The request ::
Render the records below, from the line containing "outline willow shrub, every instance" through the end of the records, as a JSON list of strings with one string per line, omitting blank lines.

Records provided ::

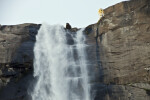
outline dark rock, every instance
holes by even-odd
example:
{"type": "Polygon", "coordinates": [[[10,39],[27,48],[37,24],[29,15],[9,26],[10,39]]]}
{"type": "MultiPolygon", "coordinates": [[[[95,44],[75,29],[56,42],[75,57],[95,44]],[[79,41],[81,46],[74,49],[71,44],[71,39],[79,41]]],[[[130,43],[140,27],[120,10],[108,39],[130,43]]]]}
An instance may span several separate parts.
{"type": "Polygon", "coordinates": [[[107,93],[92,90],[96,100],[150,99],[149,7],[149,0],[125,1],[105,9],[98,23],[86,27],[87,43],[97,44],[95,52],[87,49],[89,59],[97,61],[93,70],[99,70],[92,83],[111,86],[107,93]]]}
{"type": "MultiPolygon", "coordinates": [[[[125,1],[104,12],[84,31],[92,97],[150,100],[150,1],[125,1]]],[[[0,27],[0,100],[30,100],[27,91],[36,80],[33,47],[39,28],[37,24],[0,27]]],[[[67,43],[73,45],[70,35],[79,29],[69,23],[66,29],[67,43]]]]}

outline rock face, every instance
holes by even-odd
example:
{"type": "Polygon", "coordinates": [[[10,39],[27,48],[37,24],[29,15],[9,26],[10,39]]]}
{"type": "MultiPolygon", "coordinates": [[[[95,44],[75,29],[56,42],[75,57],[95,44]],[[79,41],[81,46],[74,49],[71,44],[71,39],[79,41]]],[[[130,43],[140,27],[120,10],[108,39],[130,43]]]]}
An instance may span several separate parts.
{"type": "Polygon", "coordinates": [[[150,100],[150,1],[122,2],[104,12],[85,30],[89,44],[97,45],[95,100],[150,100]]]}
{"type": "MultiPolygon", "coordinates": [[[[150,1],[122,2],[104,13],[85,29],[93,100],[150,100],[150,1]]],[[[31,100],[39,28],[0,26],[0,100],[31,100]]]]}
{"type": "Polygon", "coordinates": [[[25,100],[33,80],[33,47],[40,25],[0,27],[0,100],[25,100]]]}

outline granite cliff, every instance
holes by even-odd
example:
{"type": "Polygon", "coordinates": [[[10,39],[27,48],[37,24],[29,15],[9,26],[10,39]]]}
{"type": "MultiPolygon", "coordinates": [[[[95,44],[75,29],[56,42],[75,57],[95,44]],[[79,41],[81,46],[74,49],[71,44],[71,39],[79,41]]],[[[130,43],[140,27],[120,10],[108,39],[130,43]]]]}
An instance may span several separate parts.
{"type": "MultiPolygon", "coordinates": [[[[94,100],[150,100],[150,1],[121,2],[104,12],[85,29],[94,100]]],[[[30,100],[39,28],[0,26],[0,100],[30,100]]]]}

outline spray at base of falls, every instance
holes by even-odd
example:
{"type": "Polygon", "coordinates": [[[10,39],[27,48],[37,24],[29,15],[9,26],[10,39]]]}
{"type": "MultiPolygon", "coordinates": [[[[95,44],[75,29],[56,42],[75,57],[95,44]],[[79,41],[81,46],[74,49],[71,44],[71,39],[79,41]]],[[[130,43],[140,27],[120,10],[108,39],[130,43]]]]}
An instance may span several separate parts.
{"type": "Polygon", "coordinates": [[[38,80],[32,100],[91,100],[83,30],[71,34],[60,25],[41,26],[34,47],[38,80]]]}

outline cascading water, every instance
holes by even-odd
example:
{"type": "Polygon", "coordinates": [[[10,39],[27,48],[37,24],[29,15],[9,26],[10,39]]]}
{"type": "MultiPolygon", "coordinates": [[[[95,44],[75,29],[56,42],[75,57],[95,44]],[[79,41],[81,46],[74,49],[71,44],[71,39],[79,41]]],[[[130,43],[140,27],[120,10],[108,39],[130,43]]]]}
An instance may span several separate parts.
{"type": "Polygon", "coordinates": [[[32,100],[90,100],[82,31],[71,34],[60,25],[41,26],[34,47],[34,77],[38,80],[32,100]]]}

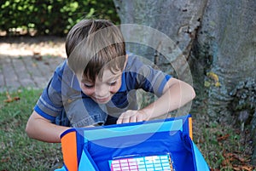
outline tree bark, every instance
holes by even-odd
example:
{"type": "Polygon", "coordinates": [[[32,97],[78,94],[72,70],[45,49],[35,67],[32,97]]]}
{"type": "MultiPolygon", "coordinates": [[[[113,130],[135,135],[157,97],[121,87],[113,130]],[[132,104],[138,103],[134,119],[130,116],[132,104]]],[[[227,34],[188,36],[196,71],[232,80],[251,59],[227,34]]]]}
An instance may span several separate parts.
{"type": "MultiPolygon", "coordinates": [[[[219,122],[249,123],[253,138],[256,137],[255,1],[113,1],[122,24],[148,26],[172,38],[189,63],[198,100],[205,101],[207,115],[219,122]]],[[[128,31],[125,37],[144,36],[132,34],[128,31]]],[[[158,54],[163,47],[156,47],[130,43],[127,48],[175,75],[168,57],[158,54]]],[[[179,70],[185,74],[188,69],[179,70]]],[[[256,140],[253,142],[252,162],[256,164],[256,140]]]]}

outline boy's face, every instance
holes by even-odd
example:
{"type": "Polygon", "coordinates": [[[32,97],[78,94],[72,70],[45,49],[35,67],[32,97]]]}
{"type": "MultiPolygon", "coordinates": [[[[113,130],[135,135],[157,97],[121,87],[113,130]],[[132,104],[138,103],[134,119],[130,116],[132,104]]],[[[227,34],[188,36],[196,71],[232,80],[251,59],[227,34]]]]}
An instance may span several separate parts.
{"type": "Polygon", "coordinates": [[[121,87],[122,71],[113,73],[109,69],[104,69],[102,80],[97,76],[95,82],[83,77],[79,82],[84,94],[98,104],[106,104],[121,87]]]}

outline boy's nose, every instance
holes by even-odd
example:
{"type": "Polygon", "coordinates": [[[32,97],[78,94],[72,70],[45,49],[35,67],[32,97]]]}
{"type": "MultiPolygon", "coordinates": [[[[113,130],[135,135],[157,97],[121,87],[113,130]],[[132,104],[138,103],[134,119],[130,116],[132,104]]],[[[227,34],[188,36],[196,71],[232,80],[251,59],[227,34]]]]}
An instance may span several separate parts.
{"type": "Polygon", "coordinates": [[[108,94],[108,88],[106,86],[101,86],[100,88],[97,88],[95,91],[95,94],[97,98],[105,98],[108,94]]]}

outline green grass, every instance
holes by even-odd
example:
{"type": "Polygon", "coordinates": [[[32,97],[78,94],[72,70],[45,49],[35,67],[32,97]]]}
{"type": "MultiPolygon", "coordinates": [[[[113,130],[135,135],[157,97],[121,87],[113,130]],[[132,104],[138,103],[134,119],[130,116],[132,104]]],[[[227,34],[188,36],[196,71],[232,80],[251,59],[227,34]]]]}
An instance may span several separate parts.
{"type": "MultiPolygon", "coordinates": [[[[19,100],[4,102],[0,94],[0,171],[52,170],[62,162],[60,144],[29,139],[25,128],[42,90],[21,89],[10,94],[19,100]]],[[[150,100],[143,96],[143,100],[150,100]]],[[[252,154],[249,132],[219,124],[204,114],[194,114],[194,141],[212,171],[247,170],[252,154]],[[244,168],[244,169],[243,169],[244,168]]],[[[255,168],[254,168],[255,171],[255,168]]]]}
{"type": "Polygon", "coordinates": [[[60,144],[49,144],[29,139],[26,121],[42,90],[21,89],[10,94],[19,100],[5,102],[0,94],[0,170],[51,170],[62,161],[60,144]]]}

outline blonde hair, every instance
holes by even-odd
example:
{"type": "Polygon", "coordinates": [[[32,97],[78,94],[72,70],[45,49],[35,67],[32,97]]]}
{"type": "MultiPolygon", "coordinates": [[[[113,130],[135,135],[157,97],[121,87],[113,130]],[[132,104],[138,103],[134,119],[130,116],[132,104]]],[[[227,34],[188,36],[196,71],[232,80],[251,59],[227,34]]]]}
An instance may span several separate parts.
{"type": "Polygon", "coordinates": [[[83,20],[68,32],[66,40],[68,66],[91,81],[102,69],[113,73],[123,70],[125,63],[125,44],[116,26],[104,20],[83,20]]]}

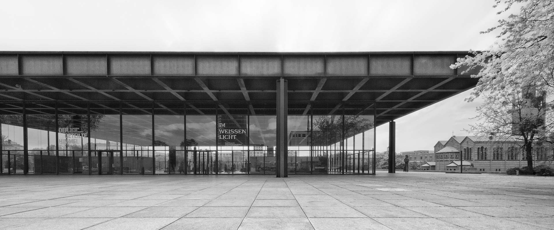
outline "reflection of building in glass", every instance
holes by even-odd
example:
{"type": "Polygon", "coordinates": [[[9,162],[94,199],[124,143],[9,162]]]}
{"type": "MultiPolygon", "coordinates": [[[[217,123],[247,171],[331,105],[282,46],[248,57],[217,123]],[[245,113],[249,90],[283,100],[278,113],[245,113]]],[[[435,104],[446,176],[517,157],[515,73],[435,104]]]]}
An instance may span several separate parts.
{"type": "Polygon", "coordinates": [[[2,148],[5,150],[21,150],[23,149],[23,146],[17,143],[8,140],[2,142],[2,148]]]}

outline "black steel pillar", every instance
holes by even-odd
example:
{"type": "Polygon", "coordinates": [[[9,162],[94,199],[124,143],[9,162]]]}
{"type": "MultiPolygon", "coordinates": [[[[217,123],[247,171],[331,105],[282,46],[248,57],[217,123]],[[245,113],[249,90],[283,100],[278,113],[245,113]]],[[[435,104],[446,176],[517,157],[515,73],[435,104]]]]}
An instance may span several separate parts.
{"type": "Polygon", "coordinates": [[[287,84],[286,80],[277,81],[277,146],[275,149],[275,164],[277,177],[287,177],[287,84]]]}
{"type": "Polygon", "coordinates": [[[396,152],[396,122],[391,121],[388,122],[388,173],[394,173],[396,168],[395,164],[396,152]]]}
{"type": "Polygon", "coordinates": [[[23,103],[23,174],[29,173],[29,133],[27,132],[27,114],[25,113],[25,103],[23,103]]]}

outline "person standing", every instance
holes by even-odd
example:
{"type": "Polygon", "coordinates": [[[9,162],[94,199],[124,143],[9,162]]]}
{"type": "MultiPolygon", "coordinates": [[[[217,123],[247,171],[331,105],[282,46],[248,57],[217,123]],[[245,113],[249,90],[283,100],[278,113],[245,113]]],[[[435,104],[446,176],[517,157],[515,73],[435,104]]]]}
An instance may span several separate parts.
{"type": "Polygon", "coordinates": [[[404,158],[404,172],[408,172],[408,163],[409,162],[410,159],[408,158],[408,155],[406,155],[406,157],[404,158]]]}

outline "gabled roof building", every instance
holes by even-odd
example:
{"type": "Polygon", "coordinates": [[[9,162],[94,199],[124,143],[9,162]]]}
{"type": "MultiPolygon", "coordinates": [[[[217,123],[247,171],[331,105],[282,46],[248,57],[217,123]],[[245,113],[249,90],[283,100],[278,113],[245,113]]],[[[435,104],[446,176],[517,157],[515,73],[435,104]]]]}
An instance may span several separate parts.
{"type": "MultiPolygon", "coordinates": [[[[464,170],[505,172],[506,169],[527,165],[520,146],[523,143],[514,137],[453,136],[448,141],[435,145],[436,170],[459,170],[460,155],[464,170]]],[[[546,163],[552,154],[548,147],[537,147],[535,164],[546,163]]]]}

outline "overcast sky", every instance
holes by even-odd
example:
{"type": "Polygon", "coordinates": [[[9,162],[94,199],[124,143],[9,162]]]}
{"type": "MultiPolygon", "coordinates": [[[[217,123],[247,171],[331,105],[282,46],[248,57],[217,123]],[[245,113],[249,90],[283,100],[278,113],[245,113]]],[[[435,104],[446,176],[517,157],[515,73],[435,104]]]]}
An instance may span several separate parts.
{"type": "MultiPolygon", "coordinates": [[[[486,50],[493,0],[4,1],[0,50],[341,52],[486,50]]],[[[397,121],[397,152],[466,135],[469,92],[397,121]]],[[[387,125],[377,128],[386,151],[387,125]]]]}

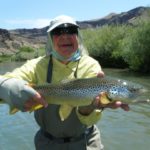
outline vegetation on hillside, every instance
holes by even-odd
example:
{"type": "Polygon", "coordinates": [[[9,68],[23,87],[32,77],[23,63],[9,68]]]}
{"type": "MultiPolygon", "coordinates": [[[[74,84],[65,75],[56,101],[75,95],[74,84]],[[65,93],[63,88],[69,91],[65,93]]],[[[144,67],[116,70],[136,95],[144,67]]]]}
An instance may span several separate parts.
{"type": "MultiPolygon", "coordinates": [[[[150,18],[150,12],[147,13],[150,18]]],[[[103,67],[129,68],[133,71],[150,73],[150,20],[139,19],[135,25],[106,25],[101,28],[81,31],[89,54],[103,67]]],[[[44,55],[45,48],[21,47],[11,57],[21,61],[44,55]]],[[[8,60],[0,56],[0,62],[8,60]]]]}
{"type": "Polygon", "coordinates": [[[135,26],[114,25],[82,31],[89,54],[103,67],[150,73],[150,20],[135,26]]]}

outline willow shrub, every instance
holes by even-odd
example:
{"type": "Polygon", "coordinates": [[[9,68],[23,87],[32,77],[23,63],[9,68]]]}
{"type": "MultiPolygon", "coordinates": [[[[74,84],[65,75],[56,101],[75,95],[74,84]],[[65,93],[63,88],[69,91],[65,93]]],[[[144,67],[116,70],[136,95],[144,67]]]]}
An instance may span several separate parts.
{"type": "Polygon", "coordinates": [[[141,21],[122,42],[122,56],[129,68],[150,72],[150,21],[141,21]]]}
{"type": "Polygon", "coordinates": [[[89,54],[105,67],[125,67],[120,55],[120,42],[127,29],[126,26],[103,26],[83,30],[83,39],[89,54]]]}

Output of the exercise ::
[
  "outline willow shrub, every instance",
  "holes by even-odd",
  "example:",
  "{\"type\": \"Polygon\", \"coordinates\": [[[9,68],[23,87],[32,77],[23,63],[9,68]]]}",
  "{\"type\": \"MultiPolygon\", \"coordinates\": [[[[74,84],[65,75],[56,101],[75,95],[74,84]],[[65,93],[63,88],[69,91],[65,93]]],[[[144,67],[116,70],[136,95],[144,67]]]]}",
  "An instance may span several separate parts.",
  "{\"type\": \"Polygon\", \"coordinates\": [[[141,21],[122,42],[122,56],[129,68],[150,72],[150,21],[141,21]]]}",
  "{\"type\": \"Polygon\", \"coordinates\": [[[89,54],[105,67],[125,67],[120,55],[120,42],[127,29],[126,26],[103,26],[83,30],[83,39],[89,54]]]}"
]